提供文本 =>

(Photo by Christian De Stradis on Unsplash)
概覽摘要 Briefing
Amazon Kinesis 產品線分成四種主要功能:
- Kinesis Video Streams (KVS),
- Kinesis Data Streams (KDS),
- Kinesis Data Firehose (KDF), and
- Kinesis Data Analytics (KDA) 👉 Amazon Managed Service for Apache Flink.
引用官方文件裡的一句話描述各個主要功能:
- Amazon Kinesis Video Streams
- 擷取、處理和存放影片串流以進行分析和機器學習。
- Amazon Kinesis Data Streams
- 建置自訂應用程式以使用熱門的串流處理架構來分析資料串流。
- Amazon Kinesis Data Firehose
- 將資料串流載入 AWS 資料存放區。
- Amazon Kinesis Data Analytics 👉 Amazon Managed Service for Apache Flink
- 使用 SQL 或 Java 處理及分析串流資料。
歷史考古 History
古往今來,縱橫脈絡。
Terms
Here is a list of nouns that appear on the scene, and the full name of the original text, noun definition and source are noted.
Amazon Kinesis Data Streams (KDS)

資料摘錄 =>
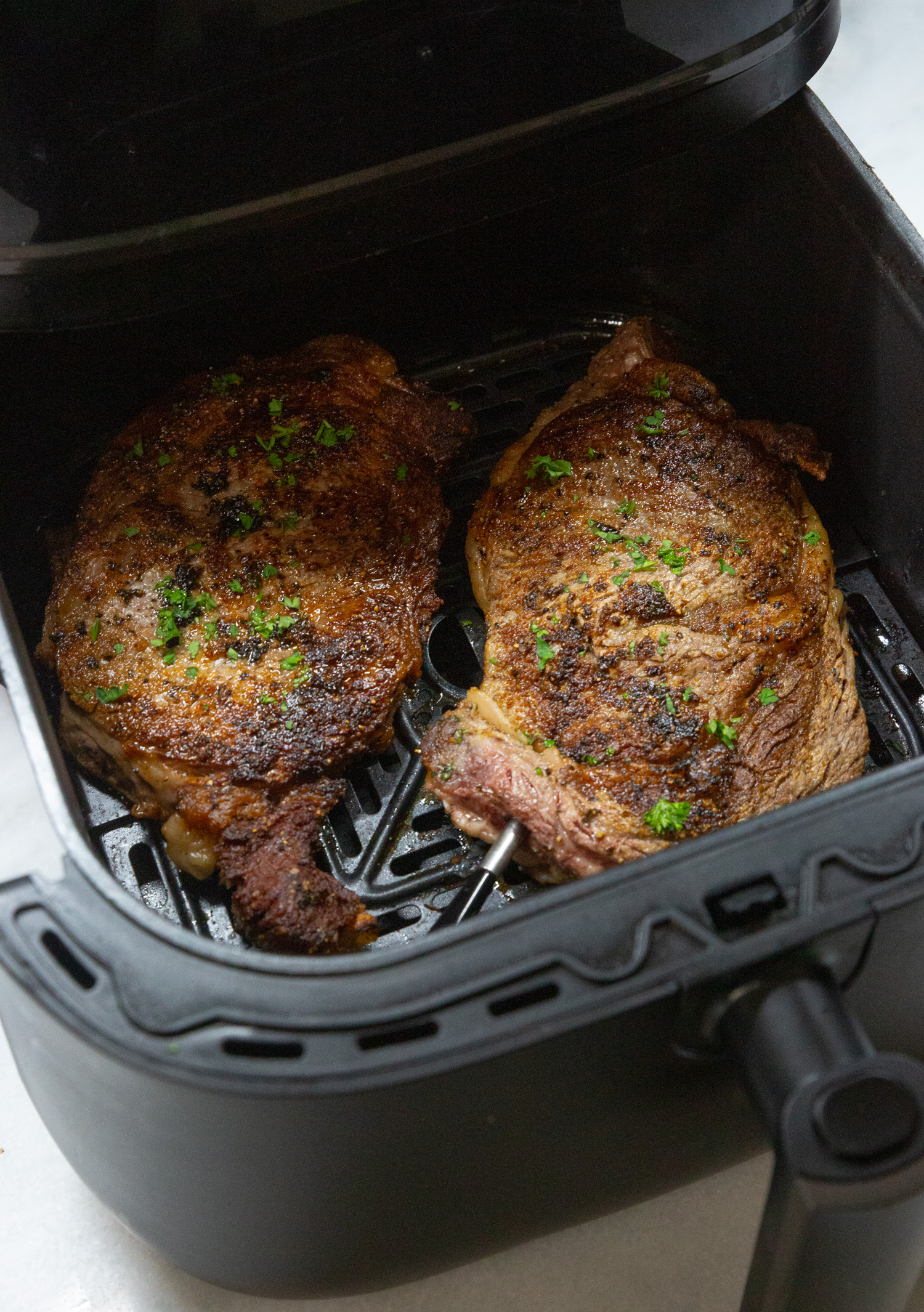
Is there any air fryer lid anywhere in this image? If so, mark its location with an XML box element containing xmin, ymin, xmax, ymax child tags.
<box><xmin>0</xmin><ymin>0</ymin><xmax>837</xmax><ymax>326</ymax></box>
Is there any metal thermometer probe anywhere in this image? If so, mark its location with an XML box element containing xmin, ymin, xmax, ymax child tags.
<box><xmin>431</xmin><ymin>820</ymin><xmax>526</xmax><ymax>933</ymax></box>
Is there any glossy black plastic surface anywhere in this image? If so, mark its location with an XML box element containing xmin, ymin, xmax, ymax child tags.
<box><xmin>0</xmin><ymin>0</ymin><xmax>840</xmax><ymax>331</ymax></box>
<box><xmin>0</xmin><ymin>95</ymin><xmax>924</xmax><ymax>1295</ymax></box>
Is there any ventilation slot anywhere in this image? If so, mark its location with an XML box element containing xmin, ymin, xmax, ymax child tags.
<box><xmin>355</xmin><ymin>1021</ymin><xmax>440</xmax><ymax>1052</ymax></box>
<box><xmin>391</xmin><ymin>838</ymin><xmax>462</xmax><ymax>875</ymax></box>
<box><xmin>222</xmin><ymin>1039</ymin><xmax>304</xmax><ymax>1061</ymax></box>
<box><xmin>375</xmin><ymin>904</ymin><xmax>423</xmax><ymax>938</ymax></box>
<box><xmin>411</xmin><ymin>807</ymin><xmax>449</xmax><ymax>833</ymax></box>
<box><xmin>846</xmin><ymin>592</ymin><xmax>888</xmax><ymax>650</ymax></box>
<box><xmin>493</xmin><ymin>369</ymin><xmax>546</xmax><ymax>392</ymax></box>
<box><xmin>488</xmin><ymin>982</ymin><xmax>561</xmax><ymax>1016</ymax></box>
<box><xmin>893</xmin><ymin>662</ymin><xmax>924</xmax><ymax>714</ymax></box>
<box><xmin>478</xmin><ymin>402</ymin><xmax>522</xmax><ymax>433</ymax></box>
<box><xmin>534</xmin><ymin>383</ymin><xmax>569</xmax><ymax>405</ymax></box>
<box><xmin>42</xmin><ymin>929</ymin><xmax>96</xmax><ymax>988</ymax></box>
<box><xmin>327</xmin><ymin>801</ymin><xmax>362</xmax><ymax>858</ymax></box>
<box><xmin>347</xmin><ymin>765</ymin><xmax>382</xmax><ymax>816</ymax></box>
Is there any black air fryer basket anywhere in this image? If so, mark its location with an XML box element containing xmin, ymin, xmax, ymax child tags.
<box><xmin>9</xmin><ymin>2</ymin><xmax>924</xmax><ymax>1312</ymax></box>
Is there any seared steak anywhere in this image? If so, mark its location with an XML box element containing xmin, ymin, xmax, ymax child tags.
<box><xmin>39</xmin><ymin>337</ymin><xmax>470</xmax><ymax>952</ymax></box>
<box><xmin>421</xmin><ymin>320</ymin><xmax>867</xmax><ymax>879</ymax></box>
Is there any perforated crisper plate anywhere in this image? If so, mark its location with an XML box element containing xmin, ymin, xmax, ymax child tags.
<box><xmin>63</xmin><ymin>316</ymin><xmax>924</xmax><ymax>951</ymax></box>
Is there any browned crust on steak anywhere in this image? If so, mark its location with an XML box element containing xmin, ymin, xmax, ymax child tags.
<box><xmin>38</xmin><ymin>336</ymin><xmax>471</xmax><ymax>952</ymax></box>
<box><xmin>421</xmin><ymin>322</ymin><xmax>867</xmax><ymax>878</ymax></box>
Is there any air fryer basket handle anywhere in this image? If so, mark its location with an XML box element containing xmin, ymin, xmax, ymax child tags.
<box><xmin>721</xmin><ymin>978</ymin><xmax>924</xmax><ymax>1312</ymax></box>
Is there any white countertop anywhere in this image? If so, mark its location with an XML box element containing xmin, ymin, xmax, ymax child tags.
<box><xmin>0</xmin><ymin>0</ymin><xmax>924</xmax><ymax>1312</ymax></box>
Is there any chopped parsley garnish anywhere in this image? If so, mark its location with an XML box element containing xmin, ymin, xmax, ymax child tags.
<box><xmin>635</xmin><ymin>411</ymin><xmax>664</xmax><ymax>434</ymax></box>
<box><xmin>249</xmin><ymin>606</ymin><xmax>297</xmax><ymax>639</ymax></box>
<box><xmin>315</xmin><ymin>418</ymin><xmax>355</xmax><ymax>446</ymax></box>
<box><xmin>642</xmin><ymin>798</ymin><xmax>691</xmax><ymax>833</ymax></box>
<box><xmin>706</xmin><ymin>716</ymin><xmax>740</xmax><ymax>749</ymax></box>
<box><xmin>526</xmin><ymin>455</ymin><xmax>571</xmax><ymax>483</ymax></box>
<box><xmin>95</xmin><ymin>684</ymin><xmax>129</xmax><ymax>706</ymax></box>
<box><xmin>655</xmin><ymin>538</ymin><xmax>687</xmax><ymax>575</ymax></box>
<box><xmin>530</xmin><ymin>623</ymin><xmax>555</xmax><ymax>673</ymax></box>
<box><xmin>626</xmin><ymin>538</ymin><xmax>657</xmax><ymax>573</ymax></box>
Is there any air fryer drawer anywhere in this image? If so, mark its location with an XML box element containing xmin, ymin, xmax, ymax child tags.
<box><xmin>0</xmin><ymin>92</ymin><xmax>924</xmax><ymax>1296</ymax></box>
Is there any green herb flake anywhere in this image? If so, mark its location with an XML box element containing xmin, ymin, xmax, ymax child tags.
<box><xmin>706</xmin><ymin>716</ymin><xmax>740</xmax><ymax>749</ymax></box>
<box><xmin>635</xmin><ymin>411</ymin><xmax>664</xmax><ymax>435</ymax></box>
<box><xmin>526</xmin><ymin>455</ymin><xmax>571</xmax><ymax>483</ymax></box>
<box><xmin>655</xmin><ymin>538</ymin><xmax>689</xmax><ymax>575</ymax></box>
<box><xmin>94</xmin><ymin>684</ymin><xmax>129</xmax><ymax>706</ymax></box>
<box><xmin>642</xmin><ymin>798</ymin><xmax>691</xmax><ymax>833</ymax></box>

作業要求 =>
• A. 這篇 Amazon Kinesis 文章引用官方文件描述 Amazon Kinesis Data Firehose 時,用的是哪一句話?
• B. 請接續這篇 Amazon Kinesis 文章的結尾,往下續寫。

練習解答 =>
• A. 將資料串流載入 AWS 資料存放區。

• B.
(Amazon Kinesis Data Streams High-Level Architecture)
Kinesis Data Stream
- A Kinesis data stream is a set of shards.
- Each shard has a sequence of data records.
- Each data record has a sequence number that is assigned by Kinesis Data Streams.
Data Record
- A data record is the unit of data stored in a Kinesis data stream.
- Data records are composed of a sequence number, a partition key, and a data blob, which is an immutable sequence of bytes.
- A data blob can be up to 1 MB.
Retention Period
- The retention period is the length of time that data records are accessible after they are added to the stream.
- Default: 24 hours
- Minimum: 24 hours (using the DecreaseStreamRetentionPeriod operation.)
- Maximum: 8760 hours (365 days) (using the IncreaseStreamRetentionPeriod operation)
- Additional charges apply for streams with a retention period set to more than 24 hours.
Producer
- Producers put data records into Amazon Kinesis Data Streams.
Consumer
- Consumers get data records from Amazon Kinesis Data Streams.
- Consumers == Amazon Kinesis Data Streams Application (KDS App).
Amazon Kinesis Data Streams Application (KDS App)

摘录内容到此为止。